**EXERCISE INSTRUCTIONS**
Where the string "downspout" occurs in the material below, report the whole line.

******************************

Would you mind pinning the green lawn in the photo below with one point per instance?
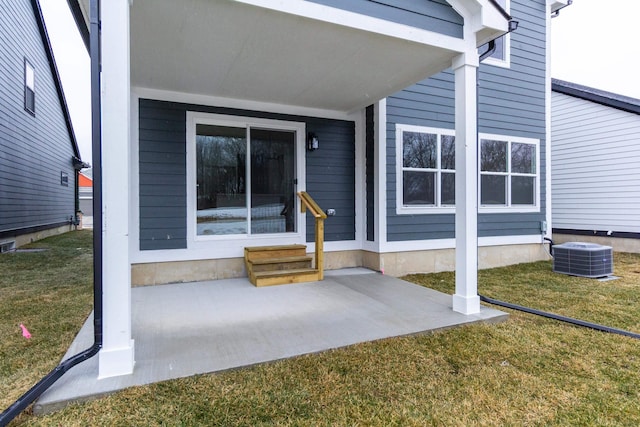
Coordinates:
(526, 371)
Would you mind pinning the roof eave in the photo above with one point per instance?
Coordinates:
(37, 11)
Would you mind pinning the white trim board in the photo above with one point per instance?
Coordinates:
(240, 104)
(358, 21)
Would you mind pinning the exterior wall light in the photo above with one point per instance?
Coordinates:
(312, 141)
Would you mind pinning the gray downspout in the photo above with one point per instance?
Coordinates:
(36, 391)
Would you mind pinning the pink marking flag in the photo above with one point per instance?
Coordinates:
(25, 331)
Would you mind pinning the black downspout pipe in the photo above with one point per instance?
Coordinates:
(41, 386)
(565, 319)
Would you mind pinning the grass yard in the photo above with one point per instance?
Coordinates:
(526, 371)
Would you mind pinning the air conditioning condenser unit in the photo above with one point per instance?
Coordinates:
(583, 259)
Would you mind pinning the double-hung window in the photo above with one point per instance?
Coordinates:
(509, 173)
(425, 170)
(29, 87)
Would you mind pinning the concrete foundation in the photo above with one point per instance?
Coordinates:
(393, 263)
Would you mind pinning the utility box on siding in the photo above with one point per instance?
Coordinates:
(583, 259)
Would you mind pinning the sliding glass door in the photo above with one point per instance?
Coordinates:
(245, 180)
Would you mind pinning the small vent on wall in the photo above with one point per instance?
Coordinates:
(7, 246)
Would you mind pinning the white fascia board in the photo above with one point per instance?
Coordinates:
(481, 18)
(241, 104)
(358, 21)
(556, 5)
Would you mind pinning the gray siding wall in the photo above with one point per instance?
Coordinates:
(511, 102)
(433, 15)
(330, 172)
(34, 150)
(370, 172)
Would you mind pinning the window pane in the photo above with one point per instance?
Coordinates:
(448, 152)
(448, 190)
(493, 156)
(523, 158)
(419, 150)
(493, 190)
(419, 188)
(272, 181)
(522, 190)
(221, 173)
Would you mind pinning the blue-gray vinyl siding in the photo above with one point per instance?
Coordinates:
(330, 172)
(370, 171)
(432, 15)
(34, 149)
(511, 102)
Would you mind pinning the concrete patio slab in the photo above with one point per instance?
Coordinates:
(192, 328)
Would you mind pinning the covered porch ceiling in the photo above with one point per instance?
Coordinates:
(297, 54)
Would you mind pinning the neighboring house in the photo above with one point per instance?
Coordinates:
(595, 166)
(85, 196)
(217, 108)
(39, 156)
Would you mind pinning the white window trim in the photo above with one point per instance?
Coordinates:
(509, 208)
(401, 208)
(506, 62)
(193, 239)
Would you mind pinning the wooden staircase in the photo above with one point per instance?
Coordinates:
(278, 265)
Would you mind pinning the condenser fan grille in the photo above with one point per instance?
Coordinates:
(583, 259)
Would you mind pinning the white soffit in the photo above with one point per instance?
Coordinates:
(248, 51)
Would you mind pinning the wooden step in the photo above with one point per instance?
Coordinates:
(263, 252)
(281, 277)
(283, 263)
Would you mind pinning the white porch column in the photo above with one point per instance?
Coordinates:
(465, 299)
(116, 356)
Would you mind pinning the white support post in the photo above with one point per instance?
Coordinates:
(465, 299)
(117, 355)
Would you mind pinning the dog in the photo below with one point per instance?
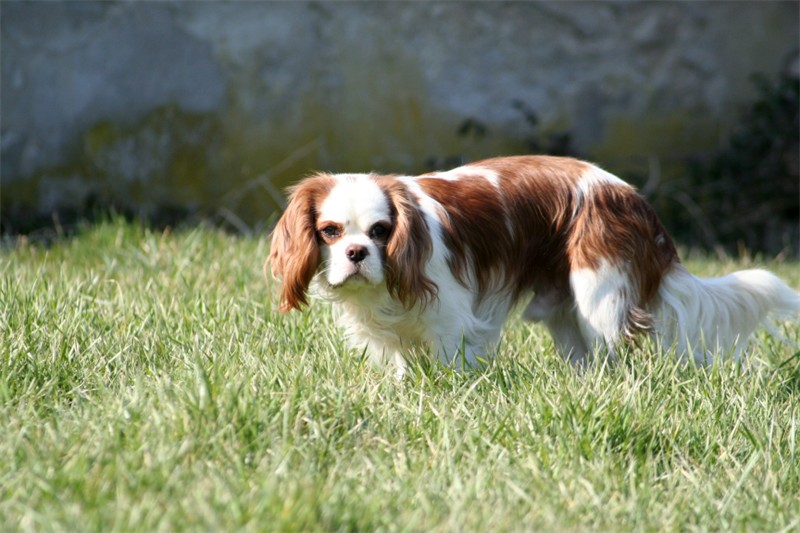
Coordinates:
(440, 260)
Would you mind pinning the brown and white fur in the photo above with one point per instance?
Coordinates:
(440, 260)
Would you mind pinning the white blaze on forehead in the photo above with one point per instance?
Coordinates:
(356, 202)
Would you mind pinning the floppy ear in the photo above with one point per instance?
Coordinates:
(294, 254)
(408, 249)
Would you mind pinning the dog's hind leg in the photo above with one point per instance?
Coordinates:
(606, 308)
(556, 310)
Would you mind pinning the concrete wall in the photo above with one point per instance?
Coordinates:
(188, 104)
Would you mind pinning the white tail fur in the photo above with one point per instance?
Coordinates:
(703, 317)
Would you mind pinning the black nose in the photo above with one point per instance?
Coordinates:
(356, 253)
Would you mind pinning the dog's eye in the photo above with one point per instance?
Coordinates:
(330, 232)
(378, 231)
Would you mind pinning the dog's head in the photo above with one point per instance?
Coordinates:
(353, 232)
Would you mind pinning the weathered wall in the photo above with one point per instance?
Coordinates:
(151, 104)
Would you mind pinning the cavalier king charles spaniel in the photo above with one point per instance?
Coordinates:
(440, 260)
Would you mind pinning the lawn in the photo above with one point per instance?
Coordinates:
(147, 384)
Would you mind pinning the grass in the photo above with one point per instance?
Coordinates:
(147, 384)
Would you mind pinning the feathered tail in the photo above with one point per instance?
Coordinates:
(704, 317)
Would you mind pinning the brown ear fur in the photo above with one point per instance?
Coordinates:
(408, 249)
(294, 254)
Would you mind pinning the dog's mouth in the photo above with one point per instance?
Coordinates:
(354, 277)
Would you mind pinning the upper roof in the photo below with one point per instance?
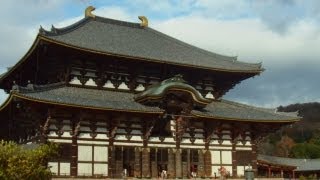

******************************

**SOLUTION TO THIS PROBLEM**
Would you mind pinning the gray downspout in the photo above with one point per instance?
Would you mind pinning the black downspout pipe in the photo above with one point per instance?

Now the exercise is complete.